• Brief: Reproduce verbatim the lines between the line containing "Determine the exact" and the line containing "box: [86, 154, 133, 185]", inclusive, and nothing else.

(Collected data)
+-------+

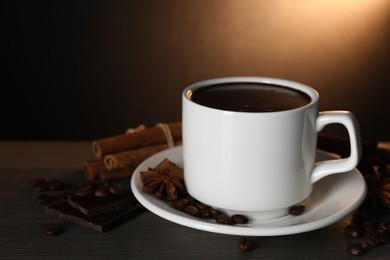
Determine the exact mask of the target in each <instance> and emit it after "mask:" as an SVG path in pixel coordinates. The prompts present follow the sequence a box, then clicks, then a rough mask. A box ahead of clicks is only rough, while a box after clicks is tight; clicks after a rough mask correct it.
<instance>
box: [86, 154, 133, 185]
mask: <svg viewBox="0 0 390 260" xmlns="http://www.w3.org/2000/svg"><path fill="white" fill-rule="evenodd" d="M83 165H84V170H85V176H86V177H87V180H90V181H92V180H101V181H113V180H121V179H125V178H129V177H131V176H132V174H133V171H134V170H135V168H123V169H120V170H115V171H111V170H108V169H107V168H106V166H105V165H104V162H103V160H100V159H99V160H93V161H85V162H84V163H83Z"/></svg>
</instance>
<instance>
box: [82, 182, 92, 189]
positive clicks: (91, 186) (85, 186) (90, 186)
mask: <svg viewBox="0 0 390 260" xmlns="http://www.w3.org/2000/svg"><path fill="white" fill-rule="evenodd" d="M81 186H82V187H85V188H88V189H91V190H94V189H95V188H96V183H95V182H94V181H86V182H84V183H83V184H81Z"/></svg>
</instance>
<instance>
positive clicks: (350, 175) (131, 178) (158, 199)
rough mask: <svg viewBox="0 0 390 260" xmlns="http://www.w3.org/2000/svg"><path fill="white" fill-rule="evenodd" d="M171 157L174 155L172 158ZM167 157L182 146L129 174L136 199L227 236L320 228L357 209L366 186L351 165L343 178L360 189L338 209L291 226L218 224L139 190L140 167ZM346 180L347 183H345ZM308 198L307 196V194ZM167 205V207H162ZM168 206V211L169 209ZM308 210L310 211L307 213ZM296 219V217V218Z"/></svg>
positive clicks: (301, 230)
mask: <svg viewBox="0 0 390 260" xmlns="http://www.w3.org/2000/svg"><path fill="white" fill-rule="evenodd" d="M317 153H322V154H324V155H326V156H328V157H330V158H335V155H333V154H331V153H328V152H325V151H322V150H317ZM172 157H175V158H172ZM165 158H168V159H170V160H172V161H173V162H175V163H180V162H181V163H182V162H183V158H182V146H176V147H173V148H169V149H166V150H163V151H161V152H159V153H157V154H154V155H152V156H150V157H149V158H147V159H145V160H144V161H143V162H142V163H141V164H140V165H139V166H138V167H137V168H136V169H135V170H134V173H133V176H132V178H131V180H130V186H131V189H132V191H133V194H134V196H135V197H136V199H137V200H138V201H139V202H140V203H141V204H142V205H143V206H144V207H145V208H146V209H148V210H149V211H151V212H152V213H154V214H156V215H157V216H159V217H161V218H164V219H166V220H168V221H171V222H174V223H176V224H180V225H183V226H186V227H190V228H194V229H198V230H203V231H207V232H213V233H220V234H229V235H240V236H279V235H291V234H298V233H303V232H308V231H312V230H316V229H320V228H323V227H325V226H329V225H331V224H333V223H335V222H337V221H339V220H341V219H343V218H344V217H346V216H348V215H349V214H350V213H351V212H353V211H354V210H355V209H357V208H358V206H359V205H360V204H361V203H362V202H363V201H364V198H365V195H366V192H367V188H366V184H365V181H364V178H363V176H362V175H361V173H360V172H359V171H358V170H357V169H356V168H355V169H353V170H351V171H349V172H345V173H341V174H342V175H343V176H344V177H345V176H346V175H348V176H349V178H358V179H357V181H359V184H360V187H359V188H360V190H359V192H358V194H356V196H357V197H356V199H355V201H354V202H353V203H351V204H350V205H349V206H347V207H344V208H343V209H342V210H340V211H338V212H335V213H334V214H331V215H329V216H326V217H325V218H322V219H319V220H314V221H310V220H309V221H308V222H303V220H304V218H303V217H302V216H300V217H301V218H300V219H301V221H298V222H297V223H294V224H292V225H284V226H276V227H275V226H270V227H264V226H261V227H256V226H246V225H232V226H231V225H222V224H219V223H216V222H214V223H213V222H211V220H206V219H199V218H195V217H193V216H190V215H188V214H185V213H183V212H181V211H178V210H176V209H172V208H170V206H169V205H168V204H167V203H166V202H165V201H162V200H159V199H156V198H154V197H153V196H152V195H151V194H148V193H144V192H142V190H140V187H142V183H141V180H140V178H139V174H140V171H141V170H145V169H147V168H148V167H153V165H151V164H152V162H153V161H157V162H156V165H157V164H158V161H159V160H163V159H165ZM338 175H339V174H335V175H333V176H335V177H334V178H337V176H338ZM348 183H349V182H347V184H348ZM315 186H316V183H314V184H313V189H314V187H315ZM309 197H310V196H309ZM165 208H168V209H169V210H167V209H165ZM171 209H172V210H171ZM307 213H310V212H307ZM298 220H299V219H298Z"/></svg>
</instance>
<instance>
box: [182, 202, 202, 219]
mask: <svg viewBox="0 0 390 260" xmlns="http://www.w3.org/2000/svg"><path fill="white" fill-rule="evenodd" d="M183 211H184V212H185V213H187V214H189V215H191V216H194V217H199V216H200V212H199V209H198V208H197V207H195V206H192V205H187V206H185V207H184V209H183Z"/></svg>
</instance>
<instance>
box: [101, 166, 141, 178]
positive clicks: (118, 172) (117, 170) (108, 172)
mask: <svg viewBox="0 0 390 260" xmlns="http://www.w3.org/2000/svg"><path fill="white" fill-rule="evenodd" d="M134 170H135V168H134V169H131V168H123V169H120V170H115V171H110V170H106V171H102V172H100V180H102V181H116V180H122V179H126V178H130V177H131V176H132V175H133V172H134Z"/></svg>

+-------+

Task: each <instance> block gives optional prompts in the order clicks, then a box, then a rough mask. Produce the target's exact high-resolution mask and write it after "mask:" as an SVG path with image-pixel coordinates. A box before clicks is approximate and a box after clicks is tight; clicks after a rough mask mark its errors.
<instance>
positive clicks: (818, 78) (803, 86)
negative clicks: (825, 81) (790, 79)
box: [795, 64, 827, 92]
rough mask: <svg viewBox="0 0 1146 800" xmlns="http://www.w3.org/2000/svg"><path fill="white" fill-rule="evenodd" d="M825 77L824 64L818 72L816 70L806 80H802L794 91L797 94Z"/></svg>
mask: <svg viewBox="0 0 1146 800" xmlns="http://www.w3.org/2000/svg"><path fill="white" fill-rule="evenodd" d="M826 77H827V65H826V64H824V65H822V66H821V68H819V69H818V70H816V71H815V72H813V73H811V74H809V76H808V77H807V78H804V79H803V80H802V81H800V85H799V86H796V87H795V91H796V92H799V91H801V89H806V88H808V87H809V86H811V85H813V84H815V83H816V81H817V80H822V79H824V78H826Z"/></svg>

+-------+

• Answer section:
Determine the exact mask of the target in each <instance> and emit it after "mask:" as an SVG path in pixel coordinates. The prompts present follow the sequence a box, then clicks, then a rough mask. A box ahead of clicks is only rough, while a box after clicks is tight; clicks after a rough mask correct it.
<instance>
box: [86, 154, 133, 185]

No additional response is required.